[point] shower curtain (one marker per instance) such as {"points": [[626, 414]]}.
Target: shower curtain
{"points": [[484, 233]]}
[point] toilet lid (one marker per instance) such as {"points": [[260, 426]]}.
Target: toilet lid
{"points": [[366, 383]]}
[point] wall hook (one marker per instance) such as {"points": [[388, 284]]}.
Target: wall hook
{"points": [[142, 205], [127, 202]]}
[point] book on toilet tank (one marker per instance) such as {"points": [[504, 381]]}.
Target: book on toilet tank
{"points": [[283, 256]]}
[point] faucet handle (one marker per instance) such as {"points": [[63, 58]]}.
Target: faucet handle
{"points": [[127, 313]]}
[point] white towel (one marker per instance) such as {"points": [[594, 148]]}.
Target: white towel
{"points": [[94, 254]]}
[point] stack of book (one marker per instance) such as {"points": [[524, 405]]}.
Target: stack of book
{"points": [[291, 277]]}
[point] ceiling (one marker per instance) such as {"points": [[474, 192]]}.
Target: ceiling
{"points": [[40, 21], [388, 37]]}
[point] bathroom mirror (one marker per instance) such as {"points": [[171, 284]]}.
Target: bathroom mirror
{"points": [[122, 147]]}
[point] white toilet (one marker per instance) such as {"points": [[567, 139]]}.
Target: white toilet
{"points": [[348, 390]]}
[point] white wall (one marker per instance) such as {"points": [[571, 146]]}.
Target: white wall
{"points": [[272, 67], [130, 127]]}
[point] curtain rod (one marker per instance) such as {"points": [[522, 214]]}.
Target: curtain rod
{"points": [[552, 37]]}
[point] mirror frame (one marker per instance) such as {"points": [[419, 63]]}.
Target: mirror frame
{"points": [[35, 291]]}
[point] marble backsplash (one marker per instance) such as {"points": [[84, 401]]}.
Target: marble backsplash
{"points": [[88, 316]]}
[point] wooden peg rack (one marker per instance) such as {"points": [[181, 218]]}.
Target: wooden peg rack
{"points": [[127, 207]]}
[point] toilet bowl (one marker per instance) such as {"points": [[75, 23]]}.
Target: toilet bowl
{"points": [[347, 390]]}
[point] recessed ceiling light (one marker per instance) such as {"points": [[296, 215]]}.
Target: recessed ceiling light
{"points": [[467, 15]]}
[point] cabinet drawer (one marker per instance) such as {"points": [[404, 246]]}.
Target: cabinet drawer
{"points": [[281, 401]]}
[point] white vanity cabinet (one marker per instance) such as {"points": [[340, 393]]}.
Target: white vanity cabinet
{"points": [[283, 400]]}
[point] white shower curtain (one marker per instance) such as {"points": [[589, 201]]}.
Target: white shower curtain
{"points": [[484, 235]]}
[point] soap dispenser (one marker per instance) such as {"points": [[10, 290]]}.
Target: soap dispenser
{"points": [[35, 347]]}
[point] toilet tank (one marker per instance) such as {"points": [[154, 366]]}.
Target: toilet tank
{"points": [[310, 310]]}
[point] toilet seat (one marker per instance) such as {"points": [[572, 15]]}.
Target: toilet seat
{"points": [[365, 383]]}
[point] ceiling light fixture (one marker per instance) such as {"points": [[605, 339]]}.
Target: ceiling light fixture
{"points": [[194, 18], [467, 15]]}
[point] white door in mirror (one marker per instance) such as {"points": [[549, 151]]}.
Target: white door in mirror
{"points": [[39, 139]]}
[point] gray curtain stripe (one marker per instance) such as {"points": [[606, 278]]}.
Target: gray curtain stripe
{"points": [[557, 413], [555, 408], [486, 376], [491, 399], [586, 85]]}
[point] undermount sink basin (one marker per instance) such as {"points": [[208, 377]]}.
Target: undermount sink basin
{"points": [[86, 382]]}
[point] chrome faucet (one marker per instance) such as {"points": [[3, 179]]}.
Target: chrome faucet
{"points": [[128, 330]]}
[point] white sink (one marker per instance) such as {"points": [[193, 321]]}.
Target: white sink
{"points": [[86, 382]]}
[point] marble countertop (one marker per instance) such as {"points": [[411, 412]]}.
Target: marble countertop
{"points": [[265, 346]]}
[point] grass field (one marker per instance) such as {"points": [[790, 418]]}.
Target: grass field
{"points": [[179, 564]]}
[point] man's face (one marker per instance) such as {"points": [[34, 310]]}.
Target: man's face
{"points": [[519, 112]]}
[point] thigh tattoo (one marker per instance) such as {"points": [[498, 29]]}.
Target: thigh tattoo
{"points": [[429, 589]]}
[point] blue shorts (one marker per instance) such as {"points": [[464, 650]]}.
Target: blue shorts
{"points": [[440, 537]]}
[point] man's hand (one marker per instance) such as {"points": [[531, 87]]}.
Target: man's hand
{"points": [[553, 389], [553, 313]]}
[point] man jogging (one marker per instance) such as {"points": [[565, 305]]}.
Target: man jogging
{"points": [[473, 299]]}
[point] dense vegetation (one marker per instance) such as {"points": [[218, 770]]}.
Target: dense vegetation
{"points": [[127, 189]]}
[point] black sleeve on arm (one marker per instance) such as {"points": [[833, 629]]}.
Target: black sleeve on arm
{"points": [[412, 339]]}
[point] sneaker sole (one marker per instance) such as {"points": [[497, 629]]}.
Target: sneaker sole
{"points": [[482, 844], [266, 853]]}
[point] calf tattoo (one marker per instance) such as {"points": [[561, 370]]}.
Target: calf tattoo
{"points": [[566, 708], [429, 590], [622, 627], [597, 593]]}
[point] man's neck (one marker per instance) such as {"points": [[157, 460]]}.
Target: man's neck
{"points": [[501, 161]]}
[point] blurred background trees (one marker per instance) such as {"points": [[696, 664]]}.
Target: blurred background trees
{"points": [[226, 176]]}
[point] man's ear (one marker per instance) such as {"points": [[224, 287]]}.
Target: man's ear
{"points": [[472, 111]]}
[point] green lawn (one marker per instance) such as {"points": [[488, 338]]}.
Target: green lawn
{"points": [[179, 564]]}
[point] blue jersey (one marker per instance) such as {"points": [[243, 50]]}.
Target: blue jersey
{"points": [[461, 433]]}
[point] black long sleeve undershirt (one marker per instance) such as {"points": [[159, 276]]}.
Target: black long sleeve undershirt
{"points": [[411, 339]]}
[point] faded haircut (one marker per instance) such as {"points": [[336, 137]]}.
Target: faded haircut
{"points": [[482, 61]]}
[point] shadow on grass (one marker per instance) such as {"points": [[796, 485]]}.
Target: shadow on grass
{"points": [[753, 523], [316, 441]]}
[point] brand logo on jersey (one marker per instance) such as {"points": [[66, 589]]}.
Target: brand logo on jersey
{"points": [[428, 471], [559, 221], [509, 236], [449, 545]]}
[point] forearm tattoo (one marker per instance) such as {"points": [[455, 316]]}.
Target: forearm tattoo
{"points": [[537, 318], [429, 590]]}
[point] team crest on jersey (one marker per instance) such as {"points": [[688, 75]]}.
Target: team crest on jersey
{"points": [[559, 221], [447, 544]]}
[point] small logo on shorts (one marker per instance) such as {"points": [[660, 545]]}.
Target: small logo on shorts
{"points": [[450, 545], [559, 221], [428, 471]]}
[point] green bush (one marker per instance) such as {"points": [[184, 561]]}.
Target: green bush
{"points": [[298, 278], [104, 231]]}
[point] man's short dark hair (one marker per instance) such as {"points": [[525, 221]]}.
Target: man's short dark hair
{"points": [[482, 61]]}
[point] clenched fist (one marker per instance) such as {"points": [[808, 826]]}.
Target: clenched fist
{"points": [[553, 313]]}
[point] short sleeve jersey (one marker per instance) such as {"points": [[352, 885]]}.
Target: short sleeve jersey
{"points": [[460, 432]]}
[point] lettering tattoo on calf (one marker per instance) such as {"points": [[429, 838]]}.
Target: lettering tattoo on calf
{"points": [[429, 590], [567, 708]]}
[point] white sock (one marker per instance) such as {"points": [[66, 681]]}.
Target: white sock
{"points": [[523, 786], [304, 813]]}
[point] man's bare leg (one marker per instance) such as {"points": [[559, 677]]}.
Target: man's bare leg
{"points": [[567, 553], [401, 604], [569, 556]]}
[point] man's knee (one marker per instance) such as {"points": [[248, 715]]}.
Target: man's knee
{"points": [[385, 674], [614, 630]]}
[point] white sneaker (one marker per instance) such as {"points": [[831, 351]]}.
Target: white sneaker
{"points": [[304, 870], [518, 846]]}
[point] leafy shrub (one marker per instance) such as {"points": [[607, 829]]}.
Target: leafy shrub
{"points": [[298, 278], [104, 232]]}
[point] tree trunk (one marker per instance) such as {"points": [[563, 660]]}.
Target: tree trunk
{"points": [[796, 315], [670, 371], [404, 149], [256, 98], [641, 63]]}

+ + + + + + +

In the listing above, find the line with "[point] green bush" and set down that line and all after it exactly, through the final line.

▸ Result of the task:
[point] green bush (one marker per instance) such as {"points": [[184, 561]]}.
Target: green bush
{"points": [[298, 278], [104, 231]]}
[point] man's short dark hair (one marker per instance) such as {"points": [[525, 221]]}.
Target: man's short dark hair
{"points": [[482, 61]]}
[point] clenched fist (one marker per instance) such as {"points": [[808, 826]]}.
Target: clenched fist
{"points": [[553, 313]]}
[point] short sleeve jersey (one marker per instance) such as {"points": [[352, 885]]}.
Target: short sleeve jersey
{"points": [[460, 432]]}
[point] lettering tattoo on calf (one marker per instance) such as {"points": [[429, 838]]}.
Target: lettering tattoo on calf
{"points": [[429, 590], [567, 708]]}
[point] white sock (one marker per instance) such as {"points": [[66, 681]]}.
Target: white sock
{"points": [[523, 786], [304, 813]]}
[point] man's bare leg (one marker per instance) such as {"points": [[559, 677]]}.
Target: man's bare leg
{"points": [[567, 553], [401, 604], [569, 556]]}
[point] man's knee (one marker per instance) such as {"points": [[248, 715]]}.
Target: man's knee
{"points": [[385, 674], [614, 630]]}
[point] white sneaker (one marker per instance) such as {"points": [[831, 351]]}.
Target: white sneaker
{"points": [[304, 870], [518, 846]]}
[point] leafy shrub (one marker per instance) such as {"points": [[607, 829]]}.
Target: leafy shrub
{"points": [[298, 278], [104, 232]]}
[point] tree trunk (one marker per instance) such as {"points": [[563, 660]]}.
Target: tree trunk
{"points": [[796, 315], [670, 371], [404, 149], [256, 98], [641, 63]]}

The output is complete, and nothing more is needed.